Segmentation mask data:
——————————

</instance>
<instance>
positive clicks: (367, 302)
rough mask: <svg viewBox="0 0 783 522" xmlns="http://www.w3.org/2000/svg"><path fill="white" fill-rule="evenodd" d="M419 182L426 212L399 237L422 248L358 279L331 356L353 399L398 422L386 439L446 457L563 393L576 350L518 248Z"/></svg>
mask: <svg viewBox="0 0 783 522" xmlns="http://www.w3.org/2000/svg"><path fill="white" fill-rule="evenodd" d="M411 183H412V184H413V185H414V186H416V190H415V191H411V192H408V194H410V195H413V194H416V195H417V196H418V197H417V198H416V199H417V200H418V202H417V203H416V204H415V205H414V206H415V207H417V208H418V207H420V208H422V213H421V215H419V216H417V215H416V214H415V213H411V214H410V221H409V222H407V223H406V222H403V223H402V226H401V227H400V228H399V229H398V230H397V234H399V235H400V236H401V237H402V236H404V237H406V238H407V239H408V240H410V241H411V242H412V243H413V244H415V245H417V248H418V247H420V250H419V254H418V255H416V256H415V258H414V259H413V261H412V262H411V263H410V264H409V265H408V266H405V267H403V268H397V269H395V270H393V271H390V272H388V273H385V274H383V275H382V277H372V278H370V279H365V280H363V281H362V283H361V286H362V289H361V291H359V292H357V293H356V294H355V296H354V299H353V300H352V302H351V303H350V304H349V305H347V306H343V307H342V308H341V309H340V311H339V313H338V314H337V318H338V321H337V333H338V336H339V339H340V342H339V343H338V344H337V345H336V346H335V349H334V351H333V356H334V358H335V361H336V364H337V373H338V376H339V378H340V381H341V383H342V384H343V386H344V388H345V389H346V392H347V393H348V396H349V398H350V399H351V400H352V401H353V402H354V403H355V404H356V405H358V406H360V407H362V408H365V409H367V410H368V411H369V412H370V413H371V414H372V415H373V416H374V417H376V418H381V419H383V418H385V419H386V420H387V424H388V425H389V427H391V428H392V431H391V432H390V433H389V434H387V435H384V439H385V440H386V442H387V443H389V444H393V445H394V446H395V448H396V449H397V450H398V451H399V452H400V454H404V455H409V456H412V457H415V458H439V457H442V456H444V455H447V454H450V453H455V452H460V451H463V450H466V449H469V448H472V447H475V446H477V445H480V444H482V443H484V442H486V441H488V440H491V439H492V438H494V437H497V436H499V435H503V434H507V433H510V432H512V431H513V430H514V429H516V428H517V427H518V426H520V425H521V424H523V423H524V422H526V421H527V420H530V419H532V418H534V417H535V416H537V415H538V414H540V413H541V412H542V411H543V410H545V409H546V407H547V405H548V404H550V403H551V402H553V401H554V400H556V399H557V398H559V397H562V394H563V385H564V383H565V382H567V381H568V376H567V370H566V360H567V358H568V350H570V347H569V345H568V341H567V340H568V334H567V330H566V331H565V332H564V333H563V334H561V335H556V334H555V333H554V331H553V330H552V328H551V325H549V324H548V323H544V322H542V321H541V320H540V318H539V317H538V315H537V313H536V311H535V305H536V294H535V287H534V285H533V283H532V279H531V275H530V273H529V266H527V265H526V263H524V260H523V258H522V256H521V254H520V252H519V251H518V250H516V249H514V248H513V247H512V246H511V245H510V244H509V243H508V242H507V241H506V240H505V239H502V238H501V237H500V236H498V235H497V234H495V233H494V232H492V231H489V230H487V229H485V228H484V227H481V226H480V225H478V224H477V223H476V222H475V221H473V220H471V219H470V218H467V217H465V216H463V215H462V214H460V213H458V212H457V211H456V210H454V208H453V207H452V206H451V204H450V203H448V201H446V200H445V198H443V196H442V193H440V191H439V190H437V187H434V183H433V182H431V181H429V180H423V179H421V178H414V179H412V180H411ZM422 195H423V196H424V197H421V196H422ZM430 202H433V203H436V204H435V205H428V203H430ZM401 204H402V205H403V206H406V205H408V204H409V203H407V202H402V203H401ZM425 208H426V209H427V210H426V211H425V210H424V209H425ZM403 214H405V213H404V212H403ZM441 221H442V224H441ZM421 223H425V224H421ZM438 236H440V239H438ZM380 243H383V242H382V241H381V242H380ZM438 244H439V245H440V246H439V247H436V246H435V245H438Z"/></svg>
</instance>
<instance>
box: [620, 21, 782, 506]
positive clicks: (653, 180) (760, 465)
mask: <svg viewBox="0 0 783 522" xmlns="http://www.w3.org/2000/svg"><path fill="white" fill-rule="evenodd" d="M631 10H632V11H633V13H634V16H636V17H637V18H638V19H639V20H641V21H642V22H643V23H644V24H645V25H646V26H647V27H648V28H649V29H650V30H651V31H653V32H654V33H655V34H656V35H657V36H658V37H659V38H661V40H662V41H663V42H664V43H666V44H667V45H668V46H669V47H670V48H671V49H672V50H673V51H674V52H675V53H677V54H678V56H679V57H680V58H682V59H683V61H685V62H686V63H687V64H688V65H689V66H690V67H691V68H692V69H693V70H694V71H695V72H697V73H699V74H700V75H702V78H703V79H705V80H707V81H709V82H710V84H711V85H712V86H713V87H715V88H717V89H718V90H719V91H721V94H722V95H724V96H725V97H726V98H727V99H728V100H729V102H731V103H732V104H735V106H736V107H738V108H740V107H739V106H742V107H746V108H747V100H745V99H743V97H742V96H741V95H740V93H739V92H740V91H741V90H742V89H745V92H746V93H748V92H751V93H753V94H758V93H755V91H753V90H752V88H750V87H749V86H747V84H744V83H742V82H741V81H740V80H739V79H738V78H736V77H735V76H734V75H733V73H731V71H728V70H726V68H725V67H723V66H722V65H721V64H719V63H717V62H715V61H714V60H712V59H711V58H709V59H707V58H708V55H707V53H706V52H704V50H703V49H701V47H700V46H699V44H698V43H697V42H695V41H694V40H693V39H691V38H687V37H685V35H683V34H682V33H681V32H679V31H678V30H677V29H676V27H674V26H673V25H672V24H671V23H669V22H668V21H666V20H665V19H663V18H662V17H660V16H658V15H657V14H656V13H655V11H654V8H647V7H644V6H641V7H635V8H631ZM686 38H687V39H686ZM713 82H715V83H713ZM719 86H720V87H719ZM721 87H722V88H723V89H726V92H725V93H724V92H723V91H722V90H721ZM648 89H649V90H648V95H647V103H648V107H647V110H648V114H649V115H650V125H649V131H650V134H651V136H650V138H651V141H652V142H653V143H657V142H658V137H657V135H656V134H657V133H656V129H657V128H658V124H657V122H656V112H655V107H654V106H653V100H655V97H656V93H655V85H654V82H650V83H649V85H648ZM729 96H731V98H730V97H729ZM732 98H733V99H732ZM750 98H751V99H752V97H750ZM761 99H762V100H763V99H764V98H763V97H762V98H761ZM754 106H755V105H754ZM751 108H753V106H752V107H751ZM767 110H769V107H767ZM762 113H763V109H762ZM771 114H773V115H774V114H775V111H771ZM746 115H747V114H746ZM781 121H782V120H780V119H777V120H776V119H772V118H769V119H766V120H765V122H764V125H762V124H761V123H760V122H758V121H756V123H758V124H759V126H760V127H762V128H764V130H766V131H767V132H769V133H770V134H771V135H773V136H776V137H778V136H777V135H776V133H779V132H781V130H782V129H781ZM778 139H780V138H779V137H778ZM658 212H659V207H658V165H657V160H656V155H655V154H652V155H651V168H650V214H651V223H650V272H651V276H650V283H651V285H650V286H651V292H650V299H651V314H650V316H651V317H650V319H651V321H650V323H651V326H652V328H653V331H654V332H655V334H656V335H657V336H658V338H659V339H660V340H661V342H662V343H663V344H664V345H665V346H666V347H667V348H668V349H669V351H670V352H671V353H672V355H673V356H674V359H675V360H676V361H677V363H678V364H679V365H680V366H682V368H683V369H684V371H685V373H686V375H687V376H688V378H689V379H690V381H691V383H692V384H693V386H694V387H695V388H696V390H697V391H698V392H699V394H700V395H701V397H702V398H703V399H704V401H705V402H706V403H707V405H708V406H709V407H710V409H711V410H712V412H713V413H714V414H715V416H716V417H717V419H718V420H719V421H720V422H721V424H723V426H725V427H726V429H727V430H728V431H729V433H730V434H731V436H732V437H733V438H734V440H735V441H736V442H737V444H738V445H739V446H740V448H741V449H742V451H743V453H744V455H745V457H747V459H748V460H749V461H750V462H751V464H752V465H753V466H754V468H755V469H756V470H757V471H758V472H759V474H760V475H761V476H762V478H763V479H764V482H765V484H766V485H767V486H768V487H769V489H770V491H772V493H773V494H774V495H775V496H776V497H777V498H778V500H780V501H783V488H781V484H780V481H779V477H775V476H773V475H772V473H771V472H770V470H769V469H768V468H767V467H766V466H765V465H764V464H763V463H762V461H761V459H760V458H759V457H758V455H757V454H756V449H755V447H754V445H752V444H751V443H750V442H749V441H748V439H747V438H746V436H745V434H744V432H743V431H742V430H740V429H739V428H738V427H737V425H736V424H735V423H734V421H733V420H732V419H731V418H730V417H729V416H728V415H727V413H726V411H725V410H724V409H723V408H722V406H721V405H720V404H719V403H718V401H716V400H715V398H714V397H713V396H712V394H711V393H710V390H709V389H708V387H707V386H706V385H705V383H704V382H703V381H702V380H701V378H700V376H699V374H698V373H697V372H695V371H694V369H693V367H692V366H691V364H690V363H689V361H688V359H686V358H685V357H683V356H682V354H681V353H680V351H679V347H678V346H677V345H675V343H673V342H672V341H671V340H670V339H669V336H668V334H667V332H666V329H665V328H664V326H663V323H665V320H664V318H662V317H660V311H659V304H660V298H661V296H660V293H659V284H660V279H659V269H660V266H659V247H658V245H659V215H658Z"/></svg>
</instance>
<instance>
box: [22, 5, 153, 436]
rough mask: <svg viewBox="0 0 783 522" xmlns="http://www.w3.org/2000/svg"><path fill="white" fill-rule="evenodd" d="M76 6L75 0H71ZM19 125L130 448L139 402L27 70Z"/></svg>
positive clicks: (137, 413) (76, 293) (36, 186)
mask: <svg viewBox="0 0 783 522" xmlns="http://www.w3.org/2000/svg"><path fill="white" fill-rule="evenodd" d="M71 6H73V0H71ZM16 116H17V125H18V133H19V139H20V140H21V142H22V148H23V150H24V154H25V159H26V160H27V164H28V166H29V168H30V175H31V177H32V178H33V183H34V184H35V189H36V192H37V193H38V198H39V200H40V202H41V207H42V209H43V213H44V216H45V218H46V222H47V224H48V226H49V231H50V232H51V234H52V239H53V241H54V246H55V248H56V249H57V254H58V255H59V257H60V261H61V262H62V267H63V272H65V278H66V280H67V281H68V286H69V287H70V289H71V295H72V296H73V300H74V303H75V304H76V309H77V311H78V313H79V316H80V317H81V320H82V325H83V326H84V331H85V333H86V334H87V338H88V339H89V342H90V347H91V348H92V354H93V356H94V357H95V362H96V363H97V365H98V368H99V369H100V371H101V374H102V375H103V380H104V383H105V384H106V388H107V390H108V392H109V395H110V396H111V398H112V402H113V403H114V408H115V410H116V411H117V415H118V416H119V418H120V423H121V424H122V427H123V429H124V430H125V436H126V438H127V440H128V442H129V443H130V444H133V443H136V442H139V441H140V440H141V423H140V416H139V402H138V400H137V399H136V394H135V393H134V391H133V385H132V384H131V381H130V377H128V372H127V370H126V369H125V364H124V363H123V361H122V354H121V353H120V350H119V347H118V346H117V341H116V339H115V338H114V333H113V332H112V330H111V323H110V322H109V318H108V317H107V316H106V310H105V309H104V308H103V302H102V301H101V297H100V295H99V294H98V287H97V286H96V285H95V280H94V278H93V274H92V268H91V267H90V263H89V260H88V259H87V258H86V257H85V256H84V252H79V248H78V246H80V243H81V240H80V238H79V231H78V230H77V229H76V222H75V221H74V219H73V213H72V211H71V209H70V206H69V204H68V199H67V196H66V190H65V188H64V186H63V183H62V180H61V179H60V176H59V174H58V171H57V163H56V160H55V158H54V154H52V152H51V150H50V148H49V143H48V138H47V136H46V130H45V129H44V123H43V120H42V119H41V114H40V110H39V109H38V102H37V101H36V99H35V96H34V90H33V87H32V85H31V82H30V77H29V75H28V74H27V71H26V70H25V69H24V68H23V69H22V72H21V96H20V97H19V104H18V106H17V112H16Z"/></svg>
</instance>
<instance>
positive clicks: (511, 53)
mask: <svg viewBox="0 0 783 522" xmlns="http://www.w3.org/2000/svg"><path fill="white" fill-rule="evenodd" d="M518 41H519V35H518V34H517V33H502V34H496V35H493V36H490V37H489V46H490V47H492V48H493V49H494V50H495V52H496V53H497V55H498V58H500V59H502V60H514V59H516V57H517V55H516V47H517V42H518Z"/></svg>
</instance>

——————————

Across the data, find each line that has "clicks" in it and copy that line.

positive clicks: (367, 302)
positive clicks: (653, 180) (760, 465)
positive clicks: (137, 413) (76, 293) (36, 186)
positive clicks: (511, 53)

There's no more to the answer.